■ **INSTRUCTIONS FOR THE TASK**
Copy every item below word for word, keeping each line unchanged.

■ **RAW DATA**
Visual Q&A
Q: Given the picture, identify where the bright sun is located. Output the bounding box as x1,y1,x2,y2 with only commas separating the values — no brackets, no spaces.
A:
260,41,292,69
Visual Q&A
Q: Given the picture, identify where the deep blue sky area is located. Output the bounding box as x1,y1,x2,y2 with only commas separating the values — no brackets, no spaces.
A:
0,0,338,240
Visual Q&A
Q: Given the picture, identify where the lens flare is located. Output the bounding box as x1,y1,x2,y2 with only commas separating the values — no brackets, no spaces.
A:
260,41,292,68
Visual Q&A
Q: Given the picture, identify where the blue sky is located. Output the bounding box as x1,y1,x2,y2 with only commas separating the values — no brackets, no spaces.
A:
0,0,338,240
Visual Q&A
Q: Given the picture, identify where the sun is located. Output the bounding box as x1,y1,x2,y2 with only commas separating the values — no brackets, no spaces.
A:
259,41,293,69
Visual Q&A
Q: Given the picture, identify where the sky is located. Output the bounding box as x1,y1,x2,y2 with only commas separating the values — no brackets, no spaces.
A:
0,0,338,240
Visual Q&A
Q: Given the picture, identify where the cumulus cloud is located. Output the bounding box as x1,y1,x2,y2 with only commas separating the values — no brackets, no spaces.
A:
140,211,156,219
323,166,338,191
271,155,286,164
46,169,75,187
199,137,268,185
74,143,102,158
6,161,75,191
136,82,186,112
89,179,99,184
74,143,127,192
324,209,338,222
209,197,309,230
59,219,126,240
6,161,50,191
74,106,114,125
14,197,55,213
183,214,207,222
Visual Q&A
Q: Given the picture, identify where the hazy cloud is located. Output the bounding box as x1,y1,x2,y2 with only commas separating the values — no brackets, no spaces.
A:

■ **FINAL RESULT**
Visual Q&A
Q: Given the picture, identify where the bright sun is located. Output the bounding box as x1,y1,x2,y2 with only commas separating the values — no brackets, no spaces.
A:
260,41,292,69
Visual Q&A
Q: Given the picture, identify where the deep blue sky area is located. Output the bounding box as x1,y1,x2,y2 with only commas separating the values — no brackets, no spaces.
A:
0,0,338,240
Visual Q&A
Q: Given the picture, identify where the lens flare is located. Output the bounding box as x1,y1,x2,y2 with only commas separating the values — no brackets, no spaces.
A:
260,41,292,68
Visual Q&A
Q: Given the picture, identify where the blue sky is located. Output the bounding box as x1,y1,x2,y2 with only commas separating the values — no brackets, no spaces.
A:
0,0,338,240
Visual Q&A
Q: Given the picture, identify where the sun is located. Output the bounding box as x1,y1,x2,y2 with only commas separating the values — no brackets, no spaces.
A:
259,41,293,69
Visual Q&A
Q: Given the picture, identify where the sky is located. Output the bounding box as x1,y1,x2,y2 with only commas separating the values — no brackets, no spaces.
A:
0,0,338,240
Visual Q&A
Q: Given the picture, identify where the cumulus cloud is located. Output the bounding box as x1,y1,x2,y2 with only commas separating the values — no brackets, no spaces.
A:
140,211,156,219
323,166,338,191
271,155,286,164
46,169,75,187
199,137,268,185
74,143,102,158
6,161,75,191
136,82,186,112
89,179,99,184
74,143,127,192
324,209,338,222
209,197,309,230
59,219,126,240
6,161,50,191
74,106,114,125
14,197,55,213
183,214,207,222
Visual Q&A
Q: Given the picture, identify where the hazy cloud is located. Output the bounding box as x1,y1,x2,y2 with only commas separating the values — no brackets, no spaces.
A:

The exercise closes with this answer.